-- Source start --

This queen took her illness by looking at a comet which appeared at the death of Pope Paul III.; she herself thought this, but possibly it only seemed so; for suddenly her mouth was drawn a little sideways; which her physician, M. d’Escuranis, observing, he took her away, made her go to bed, and treated her; for it was a chill [caterre], of which she died in eight days, after having well prepared herself for death. She died a good Christian and a Catholic, against the opinion of many; but as for me, I can affirm, being a little boy at her Court with my mother and my grandmother, that we never saw any act to contradict it; indeed, having retired to a monastery of women in Angoumois, called Tusson, on the death of the king, her brother, where she made her retreat and stayed the whole summer, she built a fine house there, and was often seen to do the office of abbess, and chant masses and vespers with the nuns in the choir.

I have heard tell of her that, one of her waiting-maids whom she liked much being near to death, she wished to see her die; and when she was at the last gasp and rattle of death, she never stirred from beside her, gazing so fixedly upon her face that she never took her eyes away from it until she died. Some of her most privileged ladies asked her why she took such interest in seeing a human being pass away; to which she answered that, having heard so many learned persons discourse and say that the soul and spirit issued from the body at the moment of death, she wished to see if any wind or noise could be perceived, or the slightest resonance, but she had noticed nothing. She also gave a reason she had heard from the same learned persons, when she asked them why the swan sang so well before its death; to which they answered it was for love of souls, that strove to issue through its long throat. In like manner, she said, she had hoped to see issue or feel resound and hear that soul or spirit as it departed; but she did not. And she added that if she were not firm in her faith she should not know what to think of this dislodgment and departure of the soul from the body; but she believed in God and in what her Church commanded, without seeking further in curiosity; for, in truth, she was one of those ladies as devotional as could ever be seen; who had God upon her lips and feared Him also.

In her gay moments she wrote a book which is entitled Les Nouvelles de la Reine de Navarre, in which we find a style so sweet and fluent, so full of fine discourse and noble sentences that I have heard tell how the queen-mother and Madame de Savoie, being young, wished to join in writing tales themselves in imitation of the Queen of Navarre; for they knew that she was writing them. But when they saw hers, they felt such disgust that theirs could not approach them that they put their writings in the fire, and would not let them be seen; a great pity, however, for both being very witty, nothing that was not good and pleasant could have come from such great ladies, who knew many good stories.

-- Source end --
-- Supplied records start --

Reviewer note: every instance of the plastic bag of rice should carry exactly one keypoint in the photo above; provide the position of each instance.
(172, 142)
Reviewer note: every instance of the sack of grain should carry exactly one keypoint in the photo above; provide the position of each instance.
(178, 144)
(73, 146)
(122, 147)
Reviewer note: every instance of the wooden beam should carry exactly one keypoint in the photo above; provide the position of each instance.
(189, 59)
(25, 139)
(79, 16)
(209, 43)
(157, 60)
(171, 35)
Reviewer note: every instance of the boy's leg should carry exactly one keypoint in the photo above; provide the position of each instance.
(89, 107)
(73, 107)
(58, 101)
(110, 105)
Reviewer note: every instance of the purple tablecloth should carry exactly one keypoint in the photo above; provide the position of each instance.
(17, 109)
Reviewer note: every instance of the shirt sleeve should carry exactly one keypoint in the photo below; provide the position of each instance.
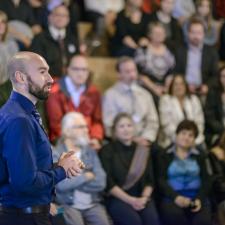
(20, 155)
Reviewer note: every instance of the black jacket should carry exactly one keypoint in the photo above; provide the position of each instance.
(209, 65)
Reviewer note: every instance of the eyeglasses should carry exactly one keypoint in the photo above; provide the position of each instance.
(77, 69)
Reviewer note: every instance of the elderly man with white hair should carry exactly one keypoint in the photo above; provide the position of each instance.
(80, 197)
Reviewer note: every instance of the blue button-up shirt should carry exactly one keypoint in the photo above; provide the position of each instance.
(27, 176)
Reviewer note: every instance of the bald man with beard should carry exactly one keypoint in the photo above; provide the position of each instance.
(28, 176)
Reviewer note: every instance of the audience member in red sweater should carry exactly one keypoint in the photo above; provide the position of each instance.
(150, 5)
(74, 93)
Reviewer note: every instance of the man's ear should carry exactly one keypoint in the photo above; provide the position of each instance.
(20, 77)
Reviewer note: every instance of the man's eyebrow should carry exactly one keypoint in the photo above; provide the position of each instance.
(43, 68)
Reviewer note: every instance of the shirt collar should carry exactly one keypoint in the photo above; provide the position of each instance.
(27, 104)
(56, 33)
(71, 87)
(126, 87)
(192, 151)
(195, 48)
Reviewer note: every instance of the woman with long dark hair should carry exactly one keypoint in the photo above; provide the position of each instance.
(215, 109)
(129, 177)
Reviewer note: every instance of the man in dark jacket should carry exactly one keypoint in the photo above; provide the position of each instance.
(56, 44)
(197, 61)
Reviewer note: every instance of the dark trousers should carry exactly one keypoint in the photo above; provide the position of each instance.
(171, 214)
(124, 214)
(24, 219)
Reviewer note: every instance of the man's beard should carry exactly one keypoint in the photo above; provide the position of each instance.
(38, 92)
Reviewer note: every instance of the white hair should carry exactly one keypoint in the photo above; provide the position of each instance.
(68, 118)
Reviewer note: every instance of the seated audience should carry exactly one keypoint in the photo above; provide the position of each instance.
(220, 217)
(197, 60)
(219, 8)
(20, 10)
(183, 10)
(127, 96)
(155, 62)
(215, 109)
(176, 106)
(74, 12)
(183, 181)
(80, 196)
(8, 48)
(150, 6)
(217, 158)
(75, 93)
(164, 15)
(57, 44)
(204, 12)
(131, 26)
(129, 176)
(222, 42)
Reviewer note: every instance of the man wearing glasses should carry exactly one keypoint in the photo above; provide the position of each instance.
(74, 93)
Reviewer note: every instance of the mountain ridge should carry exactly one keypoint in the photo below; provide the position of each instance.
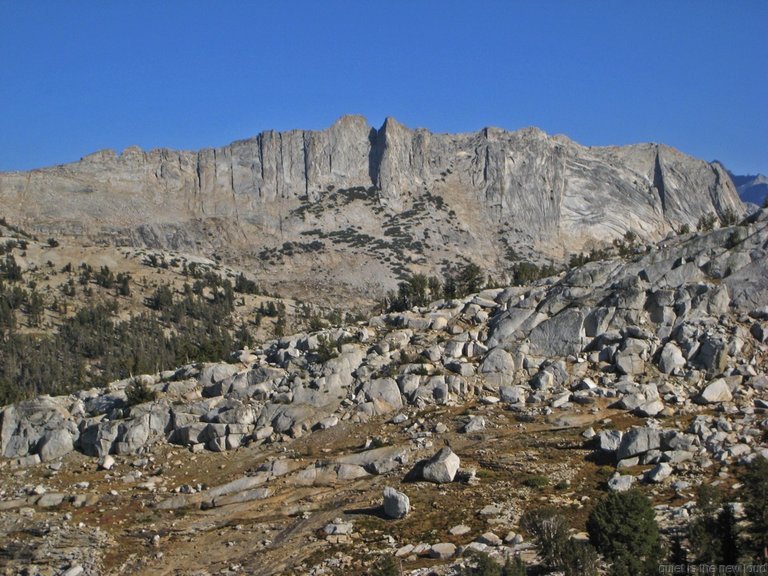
(361, 195)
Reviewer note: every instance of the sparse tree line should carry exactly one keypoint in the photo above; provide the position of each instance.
(95, 346)
(625, 539)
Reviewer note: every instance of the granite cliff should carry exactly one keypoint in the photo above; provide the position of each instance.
(359, 206)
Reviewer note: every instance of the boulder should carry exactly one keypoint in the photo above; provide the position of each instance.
(384, 394)
(620, 483)
(660, 472)
(609, 440)
(498, 360)
(442, 467)
(475, 424)
(671, 359)
(396, 504)
(561, 335)
(442, 551)
(55, 444)
(716, 391)
(638, 441)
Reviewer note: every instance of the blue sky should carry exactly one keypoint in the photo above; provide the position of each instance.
(78, 76)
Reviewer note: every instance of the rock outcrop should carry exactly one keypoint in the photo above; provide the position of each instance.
(388, 197)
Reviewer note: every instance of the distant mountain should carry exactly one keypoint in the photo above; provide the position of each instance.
(358, 206)
(752, 188)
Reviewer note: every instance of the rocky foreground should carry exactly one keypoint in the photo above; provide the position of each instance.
(421, 434)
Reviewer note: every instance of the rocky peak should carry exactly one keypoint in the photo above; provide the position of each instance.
(393, 192)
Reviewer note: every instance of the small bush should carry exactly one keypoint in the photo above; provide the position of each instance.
(138, 392)
(484, 566)
(556, 549)
(729, 217)
(386, 566)
(706, 222)
(326, 350)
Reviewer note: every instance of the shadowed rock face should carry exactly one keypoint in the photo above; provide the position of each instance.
(414, 196)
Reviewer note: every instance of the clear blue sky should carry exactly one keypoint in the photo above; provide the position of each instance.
(79, 76)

-- Supplied records end --

Goals:
1. Find every line in the records that contains the word "white" and copy each of those lines.
2. Pick up the text about the Queen of Navarre after its last sentence and write the next part.

Answers for the tasks:
1.
Reviewer note: every instance of the elderly man with white hair should carry exactly one keypoint in the photo above; provide the position of each instance.
Reviewer note: every instance of the white hair should carry exactly one keypoint in the photo above; provide the position of each instance.

2.
Queen Marguerite composed these tales mostly in her litter travelling through the country; for she had many other great occupations in her retirement. I have heard this from my grandmother, who always went with her in her litter as lady of honour, holding the inkstand while she wrote, which she did most deftly and quickly, more quickly than if she had dictated. There was no one in the world so clever at making devices and mottoes in French, Latin, and other languages, of which we have a quantity in our house, on the beds and tapestries, composed by her. I have said enough about her at this time; elsewhere I shall speak of her again.

The Queen of Navarre, sister of François I., has of late years frequently occupied the minds of literary and learned men. Her Letters have been published with much care; in the edition given of the Poems of François I. she is almost as much concerned as her brother, for she contributes a good share to the volume. At the present time [1853] the Société des Bibliophiles, considering that there was no correct edition of the tales and Nouvelles of this princess, – because, from the first, the early editors have treated the royal author with great freedom, so that it was difficult to find the true text of that curious work, more famous than read, – have assumed the task of filling this literary vacuum. The Society has trusted one of its most conscientious members, M. Le Roux de Lincy, with compiling an edition from the original manuscripts; and, moreover, wishing to give to this publication a stamp of solidity, that air of good old quality so pleasing to amateurs, they have sought for old type, obtaining some from Nuremberg dating back to the first half of the eighteenth century, and have caused to be cast the necessary quantity, which has been used in printing the present work, and will serve in future for other publications of this Society. The Nouvelles de la Reine de Navarre are presented, with a portrait of the author and a fac-simile of her signature, in a grave, neat, and elegant manner. Let us therefore thank this Society, composed of lovers of fine books, for having thus applied their good taste and munificence, and let us come to the study of the personage whom they have aided us to know.

Marguerite de Valois, the first of the three Marguerites of the sixteenth century, does not altogether resemble the reputation made of her from afar. Born at the castle of Angoulême, April 11, 1492, two years before her brother, who will in future be François I., she received from her mother, Louise de Savoie, early a widow, a virtuous and severe education. She learned Spanish, Italian, Latin, and later, Hebrew and Greek. All these studies were not made at once, nor in her earliest youth. Contemporary of the great movement of the Renaissance, she shared in it gradually; she endeavoured to comprehend it fully, and to follow it in all its branches, as became a person of lofty and serious spirit, with a full and facile understanding and more leisure than if she had been born upon the throne. Brantôme presents her to us as “a princess of very great mind and ability, both by nature and power of acquisition.” She continued to acquire as long as she lived; she protected with all her heart and with all her influence the learned and literary men of all orders and kinds; profiting by them and their intercourse for her own advantage, – a woman who could cope with Marot in the play of verses as well as she could answer Erasmus on nobler studies.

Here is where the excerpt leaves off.